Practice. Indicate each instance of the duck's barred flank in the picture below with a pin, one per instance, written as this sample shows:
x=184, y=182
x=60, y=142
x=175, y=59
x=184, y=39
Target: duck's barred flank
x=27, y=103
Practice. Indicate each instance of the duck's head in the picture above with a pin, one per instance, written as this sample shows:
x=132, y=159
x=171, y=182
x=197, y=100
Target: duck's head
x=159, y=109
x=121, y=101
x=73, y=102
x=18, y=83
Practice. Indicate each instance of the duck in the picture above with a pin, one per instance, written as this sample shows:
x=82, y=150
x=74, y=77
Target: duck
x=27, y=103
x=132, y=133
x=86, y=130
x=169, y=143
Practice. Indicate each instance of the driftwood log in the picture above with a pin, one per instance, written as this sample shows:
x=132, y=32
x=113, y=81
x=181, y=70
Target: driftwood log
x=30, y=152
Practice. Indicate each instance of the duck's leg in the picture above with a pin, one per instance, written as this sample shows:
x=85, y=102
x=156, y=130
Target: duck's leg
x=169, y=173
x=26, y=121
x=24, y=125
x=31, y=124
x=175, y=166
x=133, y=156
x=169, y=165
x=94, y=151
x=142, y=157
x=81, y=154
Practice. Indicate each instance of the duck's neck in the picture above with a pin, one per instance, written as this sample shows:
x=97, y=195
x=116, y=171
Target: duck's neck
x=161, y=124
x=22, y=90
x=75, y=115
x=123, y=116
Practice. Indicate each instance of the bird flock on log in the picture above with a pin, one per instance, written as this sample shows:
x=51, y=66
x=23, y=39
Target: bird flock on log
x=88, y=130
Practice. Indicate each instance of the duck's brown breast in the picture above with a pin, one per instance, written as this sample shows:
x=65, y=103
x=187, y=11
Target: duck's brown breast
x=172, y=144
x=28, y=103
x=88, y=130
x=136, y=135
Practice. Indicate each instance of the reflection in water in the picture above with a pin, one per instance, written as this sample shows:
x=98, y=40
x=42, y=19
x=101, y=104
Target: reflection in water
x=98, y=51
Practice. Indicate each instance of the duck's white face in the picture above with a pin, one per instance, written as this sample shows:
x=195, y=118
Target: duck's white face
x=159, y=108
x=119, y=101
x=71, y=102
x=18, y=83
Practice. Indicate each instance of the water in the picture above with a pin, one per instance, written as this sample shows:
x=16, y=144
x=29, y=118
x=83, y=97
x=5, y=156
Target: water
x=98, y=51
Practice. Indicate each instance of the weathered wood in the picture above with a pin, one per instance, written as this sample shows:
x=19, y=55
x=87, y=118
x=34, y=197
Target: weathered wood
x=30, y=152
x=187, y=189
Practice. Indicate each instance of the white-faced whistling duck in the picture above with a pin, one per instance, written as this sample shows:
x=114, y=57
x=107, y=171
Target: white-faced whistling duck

##########

**What to do**: Return word for word the stretch of the material above from the line containing "Practice. Indicate each instance of the weathered" through the end of the material.

**Exercise answer**:
Practice. Indicate each instance of the weathered wood in the picture above with a pin, one per instance, written as this sample shows:
x=19, y=55
x=87, y=118
x=34, y=197
Target: weathered wood
x=30, y=152
x=187, y=189
Practice. Indicate each instance of the white-faced whistling duck in the picture above with a pin, one per instance, written as this sample shows:
x=114, y=57
x=107, y=171
Target: white-faced whistling duck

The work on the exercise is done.